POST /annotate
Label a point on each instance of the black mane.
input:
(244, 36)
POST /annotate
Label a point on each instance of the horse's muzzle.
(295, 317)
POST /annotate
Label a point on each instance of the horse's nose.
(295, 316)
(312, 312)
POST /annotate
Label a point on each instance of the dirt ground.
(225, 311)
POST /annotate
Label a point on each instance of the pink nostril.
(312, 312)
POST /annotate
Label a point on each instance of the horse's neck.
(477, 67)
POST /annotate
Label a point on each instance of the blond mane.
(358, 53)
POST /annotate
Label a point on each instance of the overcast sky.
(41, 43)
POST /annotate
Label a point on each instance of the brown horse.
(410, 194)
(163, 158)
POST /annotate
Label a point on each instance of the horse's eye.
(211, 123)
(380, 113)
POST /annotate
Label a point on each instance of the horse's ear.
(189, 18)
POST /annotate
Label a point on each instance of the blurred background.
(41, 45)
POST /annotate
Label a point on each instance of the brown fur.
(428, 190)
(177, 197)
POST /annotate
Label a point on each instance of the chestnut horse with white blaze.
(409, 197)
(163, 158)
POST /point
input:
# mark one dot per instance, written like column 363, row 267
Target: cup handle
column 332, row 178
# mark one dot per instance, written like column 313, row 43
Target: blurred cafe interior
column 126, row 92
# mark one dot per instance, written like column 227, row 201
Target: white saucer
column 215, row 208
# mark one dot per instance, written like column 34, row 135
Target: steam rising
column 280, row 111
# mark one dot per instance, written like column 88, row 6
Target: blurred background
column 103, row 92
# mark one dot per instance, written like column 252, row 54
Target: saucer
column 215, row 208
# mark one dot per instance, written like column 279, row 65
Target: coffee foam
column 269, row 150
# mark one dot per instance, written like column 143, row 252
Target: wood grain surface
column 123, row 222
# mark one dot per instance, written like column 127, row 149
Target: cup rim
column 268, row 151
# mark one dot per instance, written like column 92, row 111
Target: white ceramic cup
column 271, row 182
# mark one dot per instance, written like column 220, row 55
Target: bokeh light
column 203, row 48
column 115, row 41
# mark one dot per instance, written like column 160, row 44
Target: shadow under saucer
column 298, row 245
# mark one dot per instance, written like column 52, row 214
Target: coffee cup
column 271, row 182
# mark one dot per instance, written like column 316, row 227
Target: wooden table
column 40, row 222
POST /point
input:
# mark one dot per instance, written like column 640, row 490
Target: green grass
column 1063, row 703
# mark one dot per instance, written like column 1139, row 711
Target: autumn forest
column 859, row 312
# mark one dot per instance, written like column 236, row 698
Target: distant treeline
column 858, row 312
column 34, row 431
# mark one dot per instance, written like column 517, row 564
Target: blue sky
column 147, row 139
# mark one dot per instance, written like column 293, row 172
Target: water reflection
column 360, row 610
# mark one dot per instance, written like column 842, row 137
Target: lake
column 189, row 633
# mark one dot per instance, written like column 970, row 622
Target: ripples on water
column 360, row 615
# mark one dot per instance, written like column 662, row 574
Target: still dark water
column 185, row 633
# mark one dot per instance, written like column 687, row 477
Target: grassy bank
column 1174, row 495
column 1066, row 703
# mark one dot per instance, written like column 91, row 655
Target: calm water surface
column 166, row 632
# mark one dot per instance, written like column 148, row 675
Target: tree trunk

——————————

- [The problem]:
Reproduce, exactly as they stand in the data above, the lines from the one that holds "# mark one dot per instance, written like column 88, row" to the one that holds "# mark one dot per instance, written like column 127, row", inclusive.

- [Exercise result]:
# mark one dot per instance, written like column 88, row 6
Target: blurred background
column 103, row 92
# mark one dot per instance, written like column 252, row 54
Target: saucer
column 215, row 208
# mark one dot per instance, written like column 279, row 65
Target: coffee foam
column 269, row 150
# mark one dot per instance, written like column 143, row 252
Target: wood grain surface
column 123, row 222
# mark one dot per instance, written like column 127, row 149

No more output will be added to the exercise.